● Work to be completed:
Copy every line below precisely, leaving nothing out.

'''

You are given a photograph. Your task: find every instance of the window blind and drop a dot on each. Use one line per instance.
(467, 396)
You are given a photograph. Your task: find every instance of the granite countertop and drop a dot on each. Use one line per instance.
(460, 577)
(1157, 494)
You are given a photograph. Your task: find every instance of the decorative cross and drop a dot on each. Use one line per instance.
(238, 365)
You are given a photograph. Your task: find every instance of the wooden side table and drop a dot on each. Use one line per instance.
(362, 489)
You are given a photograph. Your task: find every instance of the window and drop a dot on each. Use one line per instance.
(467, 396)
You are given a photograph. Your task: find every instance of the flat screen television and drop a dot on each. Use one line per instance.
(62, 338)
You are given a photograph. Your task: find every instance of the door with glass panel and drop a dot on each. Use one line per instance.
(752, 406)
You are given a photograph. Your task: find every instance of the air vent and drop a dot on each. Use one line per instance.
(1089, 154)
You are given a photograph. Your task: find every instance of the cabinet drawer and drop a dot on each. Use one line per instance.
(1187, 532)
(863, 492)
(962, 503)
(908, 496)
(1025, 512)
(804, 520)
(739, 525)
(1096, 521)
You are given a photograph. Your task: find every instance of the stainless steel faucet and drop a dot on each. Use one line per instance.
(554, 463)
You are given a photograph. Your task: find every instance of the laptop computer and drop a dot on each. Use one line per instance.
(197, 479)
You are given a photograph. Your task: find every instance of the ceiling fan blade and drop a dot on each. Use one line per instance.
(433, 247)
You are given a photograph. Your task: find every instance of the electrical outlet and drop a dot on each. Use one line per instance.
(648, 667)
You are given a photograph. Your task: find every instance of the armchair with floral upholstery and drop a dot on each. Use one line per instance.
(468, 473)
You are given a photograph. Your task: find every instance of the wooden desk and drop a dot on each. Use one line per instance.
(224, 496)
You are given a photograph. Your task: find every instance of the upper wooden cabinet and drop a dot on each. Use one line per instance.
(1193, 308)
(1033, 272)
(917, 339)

'''

● Reply to the exercise:
You are given a photograph. Your task: find every instance of the window blind and drop a dot on each. Use one line per instance.
(467, 396)
You are given a photograph. Your task: find every instance of the granite countertop and drop a dot on each. Use one line per instance.
(460, 577)
(1157, 494)
You are given a photograph. Your task: find every instance of the decorative cross and drop a dot on each. Use one line per instance.
(238, 365)
You are given a photograph. Your task: find every instance of the wooden side table and drop a dot on each. Use one line per instance.
(362, 489)
You are given a photograph. Your task: find every instance of the window and drop a dot on each. Use one line per instance.
(467, 396)
You are given a photograph. Your task: find every instance of the flat screen television and drop a dot on each. Use one line per instance.
(62, 338)
You are given a photograph. Your task: find every instance of the door with glass panel and drop a dot on each. Use one line per instance.
(752, 406)
You are given a photograph. Your task: find every instance of the air vent and drop a dot on each. Use one line per instance.
(1089, 154)
You are given a photograph. Your task: find every instance of the cabinet drawer and drop a dot on each. Use one line per instance.
(1187, 532)
(863, 492)
(962, 503)
(908, 496)
(1025, 512)
(804, 520)
(739, 525)
(1096, 521)
You are given a photograph. Your task: find every instance of the stainless steel faucet and drop a dot on each. Use one line per instance.
(554, 463)
You are given a photograph. Your task: find every instance of the laptop computer and drop a dot on each. Use one line per instance.
(197, 479)
You are given a photograph. Your task: find every instance of the ceiling fan blade and drop a dot on each. Use one line per instance.
(433, 247)
You are given a photograph. Your task: find every instance of the electrical outlet and drop a dot on each. Use one line per instance.
(648, 667)
You are given a photograph. Your task: find every instance of the armchair with floral upholstery and drop a dot on each. Use one line per instance.
(468, 473)
You are given a photograph. Your task: find every instance of the wooden desk and drop a dot on each. Use one line per instance.
(224, 496)
You are given a photograph. Your task: find every instance of the upper wooden cabinet and drop a dot on each. Use one line per instance.
(1193, 308)
(1033, 272)
(917, 339)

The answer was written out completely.